SHORT PROBLEM: Skip the images and return the records below exactly.

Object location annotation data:
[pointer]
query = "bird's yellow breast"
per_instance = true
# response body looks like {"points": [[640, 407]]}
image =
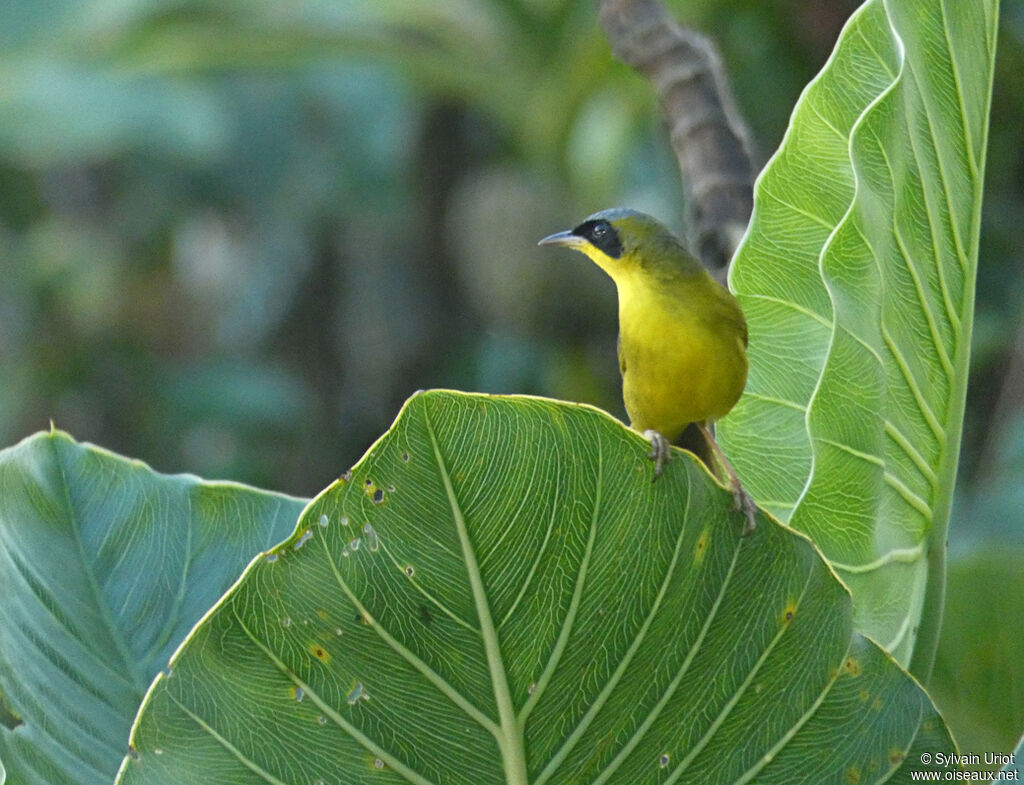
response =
{"points": [[683, 358]]}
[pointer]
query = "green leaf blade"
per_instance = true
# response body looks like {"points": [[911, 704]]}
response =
{"points": [[635, 635], [885, 284], [104, 566]]}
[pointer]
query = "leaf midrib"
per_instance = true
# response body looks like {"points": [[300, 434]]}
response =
{"points": [[509, 739]]}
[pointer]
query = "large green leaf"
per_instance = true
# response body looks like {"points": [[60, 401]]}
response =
{"points": [[857, 278], [104, 567], [499, 593]]}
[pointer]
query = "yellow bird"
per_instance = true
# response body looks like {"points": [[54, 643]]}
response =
{"points": [[682, 336]]}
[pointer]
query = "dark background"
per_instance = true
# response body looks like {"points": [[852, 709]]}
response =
{"points": [[236, 236]]}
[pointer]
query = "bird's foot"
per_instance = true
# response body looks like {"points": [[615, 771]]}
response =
{"points": [[660, 450], [742, 502]]}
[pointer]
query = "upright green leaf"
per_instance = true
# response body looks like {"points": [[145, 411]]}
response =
{"points": [[857, 277], [104, 567], [498, 593]]}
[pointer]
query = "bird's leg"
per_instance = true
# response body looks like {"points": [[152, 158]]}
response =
{"points": [[740, 497], [660, 450]]}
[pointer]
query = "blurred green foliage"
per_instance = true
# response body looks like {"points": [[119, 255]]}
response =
{"points": [[236, 235]]}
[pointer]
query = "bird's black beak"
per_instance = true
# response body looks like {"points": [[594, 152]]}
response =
{"points": [[563, 238]]}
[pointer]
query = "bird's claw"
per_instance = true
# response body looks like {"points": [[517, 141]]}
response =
{"points": [[660, 450], [742, 502]]}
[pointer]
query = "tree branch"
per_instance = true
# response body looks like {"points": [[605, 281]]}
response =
{"points": [[708, 134]]}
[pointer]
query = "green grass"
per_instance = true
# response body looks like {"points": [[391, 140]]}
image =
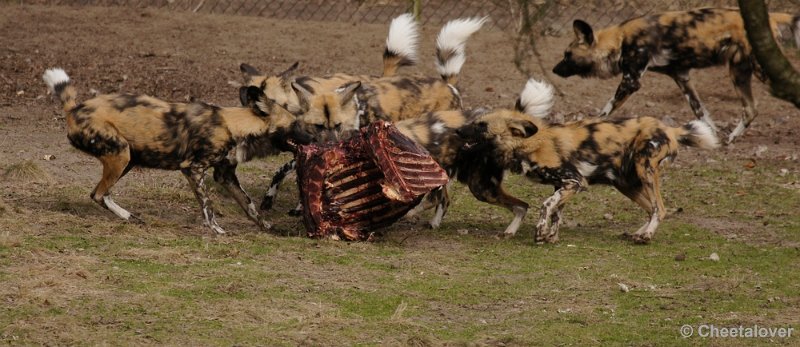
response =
{"points": [[93, 279]]}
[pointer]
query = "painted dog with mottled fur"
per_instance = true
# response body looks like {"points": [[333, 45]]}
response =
{"points": [[474, 166], [400, 51], [125, 131], [330, 115], [671, 43], [625, 153]]}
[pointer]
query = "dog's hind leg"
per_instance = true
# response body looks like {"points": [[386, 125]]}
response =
{"points": [[280, 175], [742, 75], [488, 188], [550, 215], [442, 197], [648, 196], [634, 65], [681, 78], [196, 178], [225, 175], [114, 166]]}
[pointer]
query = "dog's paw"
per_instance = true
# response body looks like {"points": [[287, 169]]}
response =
{"points": [[266, 204], [639, 239], [217, 229], [135, 220], [505, 235]]}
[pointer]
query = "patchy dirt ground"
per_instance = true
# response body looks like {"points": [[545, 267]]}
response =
{"points": [[70, 270]]}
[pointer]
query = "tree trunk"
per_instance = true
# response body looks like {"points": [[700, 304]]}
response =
{"points": [[784, 80]]}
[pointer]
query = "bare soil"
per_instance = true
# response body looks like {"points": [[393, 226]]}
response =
{"points": [[181, 56]]}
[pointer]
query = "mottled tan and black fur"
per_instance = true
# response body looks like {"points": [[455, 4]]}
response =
{"points": [[328, 112], [476, 165], [671, 43], [625, 153], [126, 131], [473, 166]]}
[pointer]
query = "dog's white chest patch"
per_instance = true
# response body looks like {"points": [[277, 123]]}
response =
{"points": [[662, 58], [437, 127], [238, 154]]}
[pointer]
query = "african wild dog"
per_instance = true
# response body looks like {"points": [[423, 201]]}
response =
{"points": [[671, 43], [474, 166], [625, 153], [400, 50], [328, 113], [125, 131]]}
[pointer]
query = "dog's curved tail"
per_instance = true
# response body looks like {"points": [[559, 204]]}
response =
{"points": [[697, 133], [536, 99], [791, 21], [451, 46], [401, 44], [60, 85]]}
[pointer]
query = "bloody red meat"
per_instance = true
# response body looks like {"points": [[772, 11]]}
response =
{"points": [[350, 188]]}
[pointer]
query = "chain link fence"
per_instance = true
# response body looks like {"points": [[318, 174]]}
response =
{"points": [[554, 17]]}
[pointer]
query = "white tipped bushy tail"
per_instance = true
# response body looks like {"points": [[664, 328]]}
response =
{"points": [[54, 77], [796, 30], [403, 38], [698, 134], [59, 84], [536, 99], [451, 46]]}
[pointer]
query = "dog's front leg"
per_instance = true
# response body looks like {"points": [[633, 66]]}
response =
{"points": [[225, 175], [685, 84], [269, 197], [634, 64], [196, 178], [550, 215]]}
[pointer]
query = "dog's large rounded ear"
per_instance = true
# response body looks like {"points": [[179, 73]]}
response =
{"points": [[347, 91], [303, 96], [286, 74], [248, 70], [257, 101], [523, 129], [583, 32], [243, 96]]}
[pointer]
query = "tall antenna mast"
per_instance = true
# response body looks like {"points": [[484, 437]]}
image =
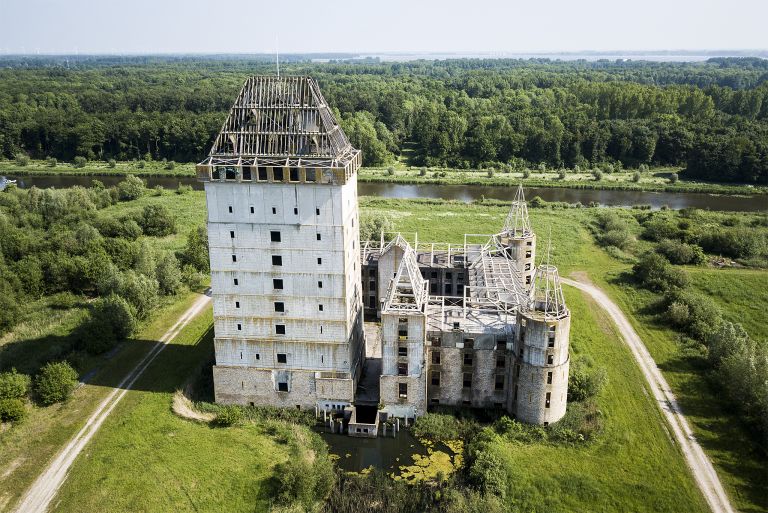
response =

THE ANSWER:
[pointer]
query = "bird's yellow breast"
per_instance = true
# response body looks like {"points": [[640, 407]]}
image =
response =
{"points": [[683, 358]]}
[pointer]
query = "green leaf blade"
per_instance = true
# response body looks like {"points": [[911, 704]]}
response =
{"points": [[635, 635], [885, 284], [104, 566]]}
[pointer]
query = "leaf midrib"
per_instance = true
# response body looks like {"points": [[300, 434]]}
response =
{"points": [[509, 739]]}
[pointer]
query = "large green leaf"
per_instance = true
# response body looks like {"points": [[60, 401]]}
response =
{"points": [[857, 278], [104, 567], [499, 593]]}
[pointer]
query = "yellow bird"
per_instance = true
# response body looks like {"points": [[54, 643]]}
response =
{"points": [[682, 336]]}
[pointer]
query = "dark background"
per_instance = true
# response body looks like {"points": [[852, 709]]}
response =
{"points": [[236, 236]]}
[pointer]
query = "bird's foot"
per_instance = true
# response body looks like {"points": [[615, 771]]}
response =
{"points": [[660, 450], [742, 502]]}
[pointer]
query = "upright green leaf"
per_instance = true
# response body looks like {"points": [[145, 411]]}
response =
{"points": [[857, 277], [104, 567], [498, 593]]}
[pointer]
query = "bird's leg"
per_instance = true
# response body looks like {"points": [[152, 158]]}
response =
{"points": [[740, 497], [660, 450]]}
[pointer]
query = "blurred green foliage"
per_instance = true
# response body looks like {"points": [[119, 255]]}
response =
{"points": [[236, 235]]}
[pointer]
query = "bird's black beak"
per_instance = true
# response body looks like {"points": [[594, 152]]}
response =
{"points": [[563, 238]]}
[pointer]
query = "bird's claw"
per_instance = true
# response body looks like {"points": [[517, 141]]}
response =
{"points": [[660, 450], [742, 502]]}
[pointer]
query = "tree branch"
per_instance = true
# response body looks like {"points": [[605, 281]]}
response =
{"points": [[708, 134]]}
[pointer]
query = "green grass"
per_instance = true
# response body looks like {"points": [[391, 140]]}
image =
response =
{"points": [[93, 279]]}
[pointer]
query = "painted dog with mottled fur"
per_instance = true
# response body looks like {"points": [[333, 45]]}
response =
{"points": [[474, 166], [400, 51], [125, 131], [330, 115], [671, 43], [625, 153]]}
[pointer]
query = "dog's hind leg"
per_instance = true
# response body looks like {"points": [[386, 125]]}
response =
{"points": [[280, 175], [742, 75], [488, 188], [550, 215], [442, 197], [648, 196], [634, 65], [681, 78], [196, 178], [225, 175], [114, 166]]}
[pointer]
query = "dog's paw"
per_instance = true
# response body looks like {"points": [[287, 169]]}
response =
{"points": [[266, 204], [639, 239], [217, 229], [135, 220], [505, 235]]}
[pointer]
query = "patchy dirt ground"
per_instance = true
# response body looks like {"points": [[545, 267]]}
response =
{"points": [[70, 270]]}
[pointer]
query = "tree trunk"
per_instance = true
# response body looks like {"points": [[700, 304]]}
response =
{"points": [[784, 80]]}
[pointer]
query = "bare soil"
per_instance = true
# response body looks like {"points": [[393, 226]]}
response =
{"points": [[181, 56]]}
[pointer]
query = "mottled tan and black fur"
per_instance = true
# response body looks like {"points": [[455, 4]]}
response =
{"points": [[328, 112], [476, 165], [671, 43], [625, 153], [126, 131], [473, 166]]}
[pointer]
query = "dog's white chest patch"
per_instance = true
# response body looks like {"points": [[277, 123]]}
response =
{"points": [[662, 58], [437, 127], [238, 154]]}
[pointer]
query = "african wild dog"
per_instance = true
# response body looks like {"points": [[423, 201]]}
response =
{"points": [[671, 43], [474, 166], [625, 153], [400, 50], [328, 113], [125, 131]]}
[pointer]
query = "dog's curved tail"
per_instance = true
# response body looks like {"points": [[559, 204]]}
response =
{"points": [[697, 133], [536, 99], [791, 21], [451, 46], [401, 44], [60, 85]]}
[pointer]
query = "bloody red meat"
per_instance = true
# response body looks like {"points": [[772, 11]]}
response =
{"points": [[350, 188]]}
[pointer]
query = "chain link fence"
per_instance = true
# response body looks like {"points": [[318, 174]]}
response =
{"points": [[554, 17]]}
[pointer]
query = "white tipped bushy tail"
per_instance = true
# response body looks like {"points": [[664, 328]]}
response =
{"points": [[54, 77], [796, 30], [403, 38], [698, 134], [59, 84], [536, 99], [451, 46]]}
[pointer]
query = "dog's front leg"
per_instance = true
# response body looks like {"points": [[633, 66]]}
response =
{"points": [[225, 175], [685, 84], [269, 197], [634, 64], [196, 178], [550, 215]]}
[pointer]
query = "dog's large rounded ear"
per_instance = true
# response body looks like {"points": [[179, 73]]}
response =
{"points": [[347, 91], [303, 96], [286, 74], [248, 70], [257, 101], [523, 129], [583, 32], [243, 96]]}
[pointer]
query = "tall antenna mast"
per_instance = true
# response body looks like {"points": [[484, 437]]}
image =
response =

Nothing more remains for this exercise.